DevOps Roadmap | TellaDev

What Is DevOps?

DevOps is the practice of combining software development (Dev) and IT operations (Ops) to shorten the development lifecycle and deliver high-quality software continuously. It’s not a single tool — it’s a culture, a set of practices, and a toolchain that automates the path from code commit to production.

Prerequisites

Before diving into DevOps, you should be comfortable with:

Basic programming in any language (Python or Bash recommended)
Git fundamentals — branching, merging, and pull requests
How the web works — HTTP, DNS, and client-server architecture
Command-line basics on Linux/macOS

Stage 1: Linux and Networking Foundations

DevOps runs on Linux. You don’t need to be a sysadmin, but you need to be comfortable:

Linux essentials:

File system navigation (ls, cd, find, grep)
File permissions (chmod, chown) and user management
Process management (ps, top, kill, systemctl)
Shell scripting — write Bash scripts that automate repetitive tasks
Package managers — apt (Debian/Ubuntu), yum/dnf (RHEL/CentOS)

Networking basics:

TCP/IP, ports, and protocols (HTTP 80, HTTPS 443, SSH 22)
curl, wget, netstat, nmap for debugging connectivity
Firewalls — UFW, iptables concepts
Load balancers — what they do and why they matter

# Example: a simple Bash script to check service health
#!/bin/bash
SERVICES=("nginx" "postgresql" "redis")

for service in "${SERVICES[@]}"; do
  if systemctl is-active --quiet "$service"; then
    echo "$service is running"
  else
    echo "$service is DOWN — restarting"
    systemctl restart "$service"

» **EXERCISE DETAILS**: Please name the two scripting languages that the DevOps roadmap above recommends for basic programming.

» **SOURCE EXCERPT**:
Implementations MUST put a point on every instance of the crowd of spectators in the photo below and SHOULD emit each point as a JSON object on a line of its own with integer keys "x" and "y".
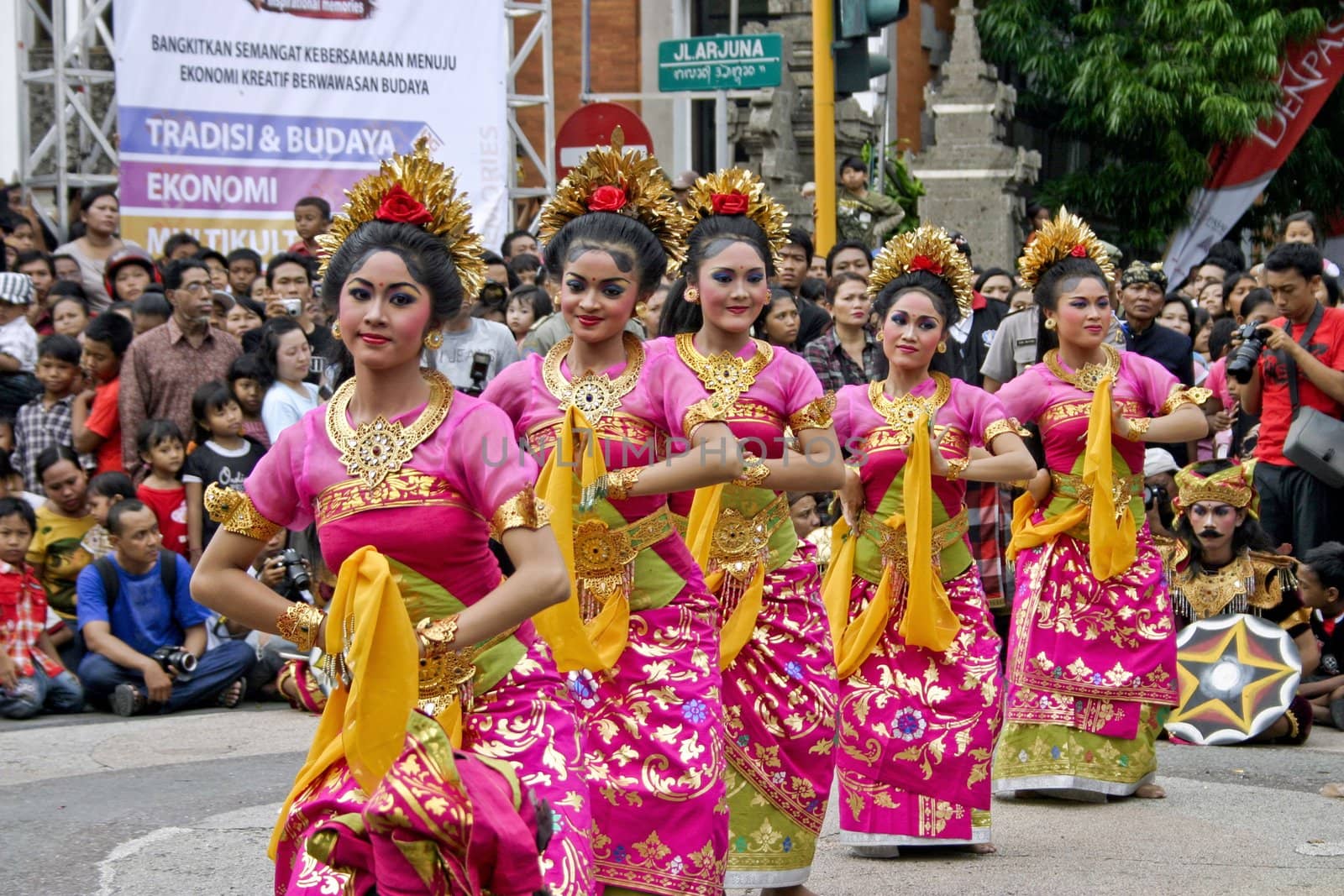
{"x": 129, "y": 383}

» **ANSWER TO THIS TASK**: Python or Bash